** REQUIREMENT **
Could you write out the records exactly as they are given?

%%

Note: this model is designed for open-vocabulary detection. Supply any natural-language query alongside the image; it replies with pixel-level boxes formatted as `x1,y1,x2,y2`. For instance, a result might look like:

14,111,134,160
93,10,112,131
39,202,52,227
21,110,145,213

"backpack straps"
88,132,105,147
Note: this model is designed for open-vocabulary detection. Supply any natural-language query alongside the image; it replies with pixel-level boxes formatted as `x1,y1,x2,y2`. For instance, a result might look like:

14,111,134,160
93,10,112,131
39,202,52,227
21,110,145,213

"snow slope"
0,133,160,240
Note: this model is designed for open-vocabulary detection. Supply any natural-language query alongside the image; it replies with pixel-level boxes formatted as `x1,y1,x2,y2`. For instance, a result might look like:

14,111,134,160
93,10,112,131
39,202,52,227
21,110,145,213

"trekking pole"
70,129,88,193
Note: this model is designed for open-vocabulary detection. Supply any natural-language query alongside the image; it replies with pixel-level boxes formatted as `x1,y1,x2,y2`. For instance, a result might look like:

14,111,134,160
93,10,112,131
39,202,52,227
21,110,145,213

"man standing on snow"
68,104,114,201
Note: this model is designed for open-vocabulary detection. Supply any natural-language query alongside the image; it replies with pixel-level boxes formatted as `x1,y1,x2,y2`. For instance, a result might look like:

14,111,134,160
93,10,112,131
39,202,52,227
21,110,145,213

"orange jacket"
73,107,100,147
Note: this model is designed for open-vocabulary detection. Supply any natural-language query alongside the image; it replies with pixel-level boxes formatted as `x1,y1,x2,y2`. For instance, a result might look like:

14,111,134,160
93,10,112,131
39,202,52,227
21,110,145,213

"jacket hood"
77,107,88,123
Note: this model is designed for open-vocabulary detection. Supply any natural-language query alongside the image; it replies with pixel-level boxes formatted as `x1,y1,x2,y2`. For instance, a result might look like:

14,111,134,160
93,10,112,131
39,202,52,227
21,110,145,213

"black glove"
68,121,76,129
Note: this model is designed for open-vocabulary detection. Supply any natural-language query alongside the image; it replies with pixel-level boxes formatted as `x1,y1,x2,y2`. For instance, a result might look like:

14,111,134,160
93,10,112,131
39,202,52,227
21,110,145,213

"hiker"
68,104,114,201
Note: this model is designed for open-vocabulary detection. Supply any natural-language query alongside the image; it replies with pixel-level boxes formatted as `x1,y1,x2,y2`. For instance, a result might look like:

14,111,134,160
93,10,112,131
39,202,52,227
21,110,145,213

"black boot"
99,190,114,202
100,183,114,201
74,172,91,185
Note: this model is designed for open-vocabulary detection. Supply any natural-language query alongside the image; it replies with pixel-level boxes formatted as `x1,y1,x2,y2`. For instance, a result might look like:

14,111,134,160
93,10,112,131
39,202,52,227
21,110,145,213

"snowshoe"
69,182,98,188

%%

** WRITTEN RESPONSE **
Note: this model is designed for open-vocabulary detection. Supply any natural-language query alongside the image; it replies with pixel-level boxes formatted as `x1,y1,x2,y2`. For instance, a result might look like:

14,111,134,160
93,10,112,131
39,202,52,227
21,110,145,213

"backpack straps"
88,132,105,147
Note: this model is designed for open-vocabulary detection. Supply any natural-language query alongside the image; it replies with pixel-level boxes formatted as `x1,y1,x2,y2`. For instance, a result might look like:

14,111,134,160
93,10,112,131
39,202,52,227
21,110,145,213

"snow slope"
0,133,160,240
Note: this model is designed for open-vocabulary detection. Supply any natural-language query alongside the image; it replies with pixel-level boxes formatted as `x1,y1,x2,y2`. For instance, a result might look like:

14,111,134,160
93,10,112,131
39,202,52,227
21,110,145,213

"trekking pole"
70,129,88,193
Note: this model is designed for open-vocabulary detection. Supply any natural-language query alongside the image; it replies with pixel-level boxes formatted as `x1,y1,x2,y2`. For instance, a result might look like:

14,111,134,160
93,10,112,131
39,202,52,227
21,110,145,213

"man standing on snow"
68,104,114,201
Note: this model is designed for open-vocabulary detection. Supply any natural-language query alongside the image; it replies with pixel-level boxes formatted as `x1,y1,x2,y2`. For instance, a result might look like:

14,111,134,160
93,10,112,131
39,202,52,227
21,110,145,213

"orange jacket"
73,107,100,147
Note: this model is designed for open-vocabulary detection. Supply any natural-language query alongside the image; it replies with pixel-level boxes formatted as `x1,y1,x2,y2`. For instance, a result might look like:

14,111,134,160
93,10,112,131
39,202,52,227
21,110,145,213

"jacket hood"
77,107,88,123
Note: this model is designed for open-vocabulary detection. Supply any natural-language query alongside the image; it replies with pixel-level boxes formatted as `x1,y1,x2,y2`. For instance, a result might look like:

14,111,134,160
93,10,112,131
39,202,52,227
21,110,145,213

"black glove"
68,121,76,129
Note: this model is designed for open-vocabulary detection. Supply any natural-language query alongside the image; it replies with pixel-level boxes formatted as `x1,y1,x2,y2`. For instance, a result might look like:

14,111,134,160
93,10,112,131
39,202,52,227
21,110,145,213

"hiker"
68,104,114,201
Note: this model is designed for open-vocabulary detection. Supply any natural-language query alongside the image; it replies with pixel-level boxes formatted as `x1,y1,x2,y2`. For instance, a result might look like:

14,111,134,160
93,10,112,131
39,202,52,227
21,110,145,213

"black boot"
99,190,114,202
100,183,114,201
74,172,91,185
Note: this model is designed for open-vocabulary detection. Supply any natural-language query alongside the image; it replies with pixel-level boxes formatted as `x1,y1,x2,y2`. For instance, a result might look like:

14,111,134,160
93,10,112,131
39,202,52,227
21,110,145,213

"snowshoe"
69,182,98,188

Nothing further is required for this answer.